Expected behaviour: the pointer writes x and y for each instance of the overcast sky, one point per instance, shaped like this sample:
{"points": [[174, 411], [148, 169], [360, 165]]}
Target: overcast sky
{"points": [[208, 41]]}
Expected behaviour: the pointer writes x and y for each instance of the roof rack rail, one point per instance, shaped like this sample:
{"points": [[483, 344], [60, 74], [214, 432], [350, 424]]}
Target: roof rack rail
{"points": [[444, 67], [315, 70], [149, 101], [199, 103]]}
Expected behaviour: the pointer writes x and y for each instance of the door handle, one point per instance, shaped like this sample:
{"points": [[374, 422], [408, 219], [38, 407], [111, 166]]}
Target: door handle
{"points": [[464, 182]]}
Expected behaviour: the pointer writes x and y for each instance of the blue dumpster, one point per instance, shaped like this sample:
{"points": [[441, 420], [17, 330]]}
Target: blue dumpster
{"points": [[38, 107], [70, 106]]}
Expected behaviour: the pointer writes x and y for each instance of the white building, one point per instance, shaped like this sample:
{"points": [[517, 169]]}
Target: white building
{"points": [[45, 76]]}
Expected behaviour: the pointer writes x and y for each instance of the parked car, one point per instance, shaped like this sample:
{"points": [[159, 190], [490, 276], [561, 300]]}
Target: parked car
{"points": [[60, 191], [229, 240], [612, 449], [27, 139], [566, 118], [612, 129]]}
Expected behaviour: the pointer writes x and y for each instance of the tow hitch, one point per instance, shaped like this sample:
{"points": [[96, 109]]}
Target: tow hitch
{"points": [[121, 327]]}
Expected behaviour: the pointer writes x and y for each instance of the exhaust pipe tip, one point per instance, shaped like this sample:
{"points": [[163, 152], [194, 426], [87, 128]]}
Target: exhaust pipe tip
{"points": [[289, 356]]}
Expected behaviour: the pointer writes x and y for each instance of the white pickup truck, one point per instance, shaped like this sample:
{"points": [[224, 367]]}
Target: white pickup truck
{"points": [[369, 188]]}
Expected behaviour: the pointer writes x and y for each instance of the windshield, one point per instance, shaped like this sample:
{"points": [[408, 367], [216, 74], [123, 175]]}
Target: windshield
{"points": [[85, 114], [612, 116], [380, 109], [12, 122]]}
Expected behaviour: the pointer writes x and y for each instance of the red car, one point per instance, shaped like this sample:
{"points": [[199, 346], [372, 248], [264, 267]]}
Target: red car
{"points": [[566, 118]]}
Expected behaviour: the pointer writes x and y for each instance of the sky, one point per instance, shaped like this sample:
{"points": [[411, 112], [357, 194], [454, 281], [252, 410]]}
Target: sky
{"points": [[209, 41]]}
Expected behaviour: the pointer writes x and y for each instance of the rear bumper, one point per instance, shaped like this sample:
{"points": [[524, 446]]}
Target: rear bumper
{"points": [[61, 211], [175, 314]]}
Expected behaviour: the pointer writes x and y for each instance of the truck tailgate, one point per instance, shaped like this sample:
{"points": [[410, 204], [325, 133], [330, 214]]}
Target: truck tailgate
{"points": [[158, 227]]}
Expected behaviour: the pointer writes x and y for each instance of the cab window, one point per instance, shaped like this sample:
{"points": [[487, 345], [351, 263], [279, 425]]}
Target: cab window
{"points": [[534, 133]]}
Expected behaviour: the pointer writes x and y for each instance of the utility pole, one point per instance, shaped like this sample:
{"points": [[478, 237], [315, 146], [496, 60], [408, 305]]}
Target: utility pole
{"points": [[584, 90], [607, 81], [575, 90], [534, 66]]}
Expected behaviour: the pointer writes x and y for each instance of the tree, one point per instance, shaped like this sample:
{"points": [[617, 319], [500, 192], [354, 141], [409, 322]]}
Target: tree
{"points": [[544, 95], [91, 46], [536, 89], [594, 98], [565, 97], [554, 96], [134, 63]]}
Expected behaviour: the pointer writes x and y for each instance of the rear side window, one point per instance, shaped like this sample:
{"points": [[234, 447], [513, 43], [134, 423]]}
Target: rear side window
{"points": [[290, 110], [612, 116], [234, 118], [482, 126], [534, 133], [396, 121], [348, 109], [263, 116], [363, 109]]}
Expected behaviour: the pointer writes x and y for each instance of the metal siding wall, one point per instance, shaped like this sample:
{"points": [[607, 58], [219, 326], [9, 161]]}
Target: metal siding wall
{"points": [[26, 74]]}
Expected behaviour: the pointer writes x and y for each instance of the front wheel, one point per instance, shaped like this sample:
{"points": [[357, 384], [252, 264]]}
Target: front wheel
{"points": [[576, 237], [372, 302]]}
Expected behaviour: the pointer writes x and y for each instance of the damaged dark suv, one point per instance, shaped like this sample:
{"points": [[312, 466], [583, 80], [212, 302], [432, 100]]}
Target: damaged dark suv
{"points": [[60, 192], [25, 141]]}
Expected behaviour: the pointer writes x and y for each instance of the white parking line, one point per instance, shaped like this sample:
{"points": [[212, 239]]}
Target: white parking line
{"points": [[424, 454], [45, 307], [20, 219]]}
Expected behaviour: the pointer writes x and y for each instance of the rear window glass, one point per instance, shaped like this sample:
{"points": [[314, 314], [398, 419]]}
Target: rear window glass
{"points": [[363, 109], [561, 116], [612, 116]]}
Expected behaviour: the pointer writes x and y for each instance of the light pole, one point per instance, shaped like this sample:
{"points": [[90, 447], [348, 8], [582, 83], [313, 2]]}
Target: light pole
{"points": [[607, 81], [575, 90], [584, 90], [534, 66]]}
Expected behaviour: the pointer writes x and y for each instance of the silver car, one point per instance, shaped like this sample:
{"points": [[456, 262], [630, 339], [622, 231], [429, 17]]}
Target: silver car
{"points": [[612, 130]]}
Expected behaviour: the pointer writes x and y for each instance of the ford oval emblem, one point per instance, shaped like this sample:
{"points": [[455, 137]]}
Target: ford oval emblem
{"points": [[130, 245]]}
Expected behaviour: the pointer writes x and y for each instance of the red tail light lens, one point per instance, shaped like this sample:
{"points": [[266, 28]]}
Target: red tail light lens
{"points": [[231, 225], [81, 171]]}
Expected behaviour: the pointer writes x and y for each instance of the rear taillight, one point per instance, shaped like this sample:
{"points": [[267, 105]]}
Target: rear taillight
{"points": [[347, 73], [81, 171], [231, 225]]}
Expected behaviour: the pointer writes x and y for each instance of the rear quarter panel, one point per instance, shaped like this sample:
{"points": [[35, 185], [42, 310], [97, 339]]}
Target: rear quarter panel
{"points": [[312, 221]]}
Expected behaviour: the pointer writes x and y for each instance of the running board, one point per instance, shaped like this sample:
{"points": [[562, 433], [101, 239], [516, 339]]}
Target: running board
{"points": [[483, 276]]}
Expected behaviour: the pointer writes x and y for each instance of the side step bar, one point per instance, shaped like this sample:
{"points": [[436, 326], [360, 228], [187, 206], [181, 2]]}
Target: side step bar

= = = = =

- **Exercise**: The required output is the span of lines from the one containing "of the light" to the last line, reproduced character for character.

- **Result for this task**:
Expected behaviour: the pointer writes x and y for each instance of the light pole, one point per instance, shaped like this sample:
{"points": [[90, 447], [348, 8], [582, 83], [313, 2]]}
Target: light pole
{"points": [[607, 81], [575, 90], [584, 90], [534, 66]]}
Expected behaviour: the pointer writes x and y for each instance of the silver car, one point per instance, shaped like this sample:
{"points": [[456, 262], [630, 339], [622, 231], [429, 17]]}
Target: silver car
{"points": [[612, 130]]}
Expected behaviour: the pointer writes x and y for each instance of the ford oval emblem, one point per instance, shaped like this sample:
{"points": [[455, 137]]}
Target: ford oval emblem
{"points": [[130, 245]]}
Expected behaviour: the pointer writes x and y for each instance of the red tail light lens, one point per instance, shaped like this sample:
{"points": [[266, 28]]}
Target: red tail light lens
{"points": [[231, 225], [81, 171]]}
Expected behaviour: the pointer writes x and y for each instance of the rear taillight, one point per instance, shaped like this sample:
{"points": [[267, 105]]}
Target: rear taillight
{"points": [[347, 73], [81, 171], [231, 225]]}
Expected behaviour: the pointer writes x and y for each instance of the rear quarter panel, one point per instance, shaped like this sample:
{"points": [[35, 185], [42, 310], [97, 339]]}
Target: rear quarter panel
{"points": [[312, 221]]}
Expected behaviour: the pointer writes x and y for each instance of the running board, one point per instance, shaped like this sample:
{"points": [[562, 433], [101, 239], [516, 339]]}
Target: running board
{"points": [[483, 276]]}
Expected behaviour: the pointer writes x and y for each instance of the side step bar, one point per instance, shaped like this sample:
{"points": [[436, 326], [360, 228], [187, 206], [181, 2]]}
Target: side step bar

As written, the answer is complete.